*Given text*.
NSP NMDC 2023 National Data Report Image

Needle Syringe Program National Minimum Data Collection 10 year National Data Report 2016-2025

The Needle Syringe Program National Minimum Data Collection (NSP NMDC) supports the National Strategies for blood borne and sexually transmissible infections and complements the annual Australian Needle Syringe Program Survey National Data Report.

All eight Australian jurisdictions operate a range of NSP services targeting a variety of drug use and client populations. Despite some variation in levels of completeness and alignment, all jurisdictions provide data incorporating the following three components: NSP service type and location, non-identifiable client occasions of service, and needle syringe distribution.

This is the tenth - and final under the current funding arrangement - annual national data report which presents national and state/territory NSP data over the ten-year period 2015/16 to 2024/25.

Key findings
  • Australia's network of 4,612 NSP services was comprised of 114 primary, 906 secondary and 3,134 pharmacy NSPs in 2025. These face-to-face services were supplemented by 458 syringe dispensing machines.
     
  • Based on ~1,900 NSP occasions of service (OOS) recorded at primary and secondary NSPs that participated on the snapshot day in 2025, half (51%) of NSP OOS involved provision of health education/interventions and almost one in ten (9%) involved a referral.
     
  • Three in four (72%) NSP attendees were male, three fifths (60%) were aged between 30 and 49 years, young people (aged <25 years) comprised 4% of OOS in 2025 and excluding occasions of service where Indigenous status was not reported, 25% of NSP attendees identified as Aboriginal and/or Torres Strait Islander.
     
  • Stimulants and hallucinogens (predominantly methamphetamine) were the most commonly reported drugs injected on the snapshot day in 2025 (47%), followed by analgesics (heroin, other opioids and opioid substitution therapies, 28%) and anabolic agents and selected hormones (predominantly anabolic steroids, 14%).
     
  • Australian NSPs distributed 64.4 million needles and syringes in 2024/25.
     
  • These were distributed to an estimated population of 72,441 people who inject drugs (excluding people who inject occasionally). This equates to 889 needles/syringes each per annum, exceeding the UNAIDS definition of high syringe coverage by more than four-fold. Syringe coverage (syringes per injection) remained high at 136% in 2024/25.

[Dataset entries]

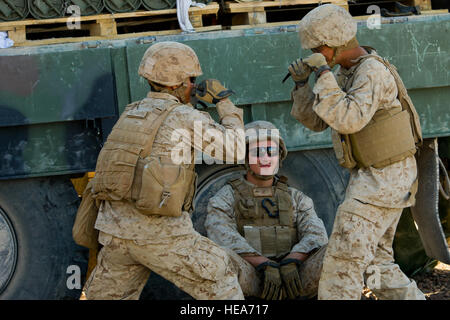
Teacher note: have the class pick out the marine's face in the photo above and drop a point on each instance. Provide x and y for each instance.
(263, 157)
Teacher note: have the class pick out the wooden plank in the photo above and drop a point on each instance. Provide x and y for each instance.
(231, 7)
(114, 37)
(266, 25)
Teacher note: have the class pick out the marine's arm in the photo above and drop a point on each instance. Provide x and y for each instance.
(224, 141)
(302, 108)
(349, 112)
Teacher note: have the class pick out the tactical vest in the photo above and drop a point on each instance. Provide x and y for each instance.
(265, 216)
(126, 171)
(390, 136)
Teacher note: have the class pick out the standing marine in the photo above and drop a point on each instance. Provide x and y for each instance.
(273, 235)
(375, 130)
(146, 193)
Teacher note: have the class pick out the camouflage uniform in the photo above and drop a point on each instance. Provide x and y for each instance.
(366, 221)
(221, 227)
(135, 244)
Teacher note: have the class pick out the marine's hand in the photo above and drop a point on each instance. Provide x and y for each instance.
(290, 277)
(212, 91)
(315, 61)
(299, 72)
(272, 281)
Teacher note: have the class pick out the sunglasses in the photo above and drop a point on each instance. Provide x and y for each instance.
(261, 151)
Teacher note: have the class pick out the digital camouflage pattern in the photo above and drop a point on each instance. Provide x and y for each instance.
(192, 262)
(328, 25)
(166, 245)
(221, 227)
(347, 102)
(169, 63)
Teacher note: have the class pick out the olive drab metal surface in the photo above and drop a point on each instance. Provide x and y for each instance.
(104, 79)
(13, 10)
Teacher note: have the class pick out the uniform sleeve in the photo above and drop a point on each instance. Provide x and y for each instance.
(310, 228)
(302, 109)
(225, 141)
(349, 112)
(220, 223)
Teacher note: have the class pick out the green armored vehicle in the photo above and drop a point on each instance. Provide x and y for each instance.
(58, 104)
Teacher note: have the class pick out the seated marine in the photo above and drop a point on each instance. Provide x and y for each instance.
(271, 231)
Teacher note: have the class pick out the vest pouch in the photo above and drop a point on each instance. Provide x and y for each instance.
(164, 188)
(342, 149)
(387, 139)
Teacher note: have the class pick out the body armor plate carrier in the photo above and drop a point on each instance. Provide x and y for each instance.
(126, 171)
(265, 216)
(391, 135)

*Activity*. In the needle syringe program report, write out the passage between "All eight Australian" and "needle syringe distribution.", inclusive, substituting "states and territories" for each occurrence of "jurisdictions".

*Finished exercise*.
All eight Australian states and territories operate a range of NSP services targeting a variety of drug use and client populations. Despite some variation in levels of completeness and alignment, all states and territories provide data incorporating the following three components: NSP service type and location, non-identifiable client occasions of service, and needle syringe distribution.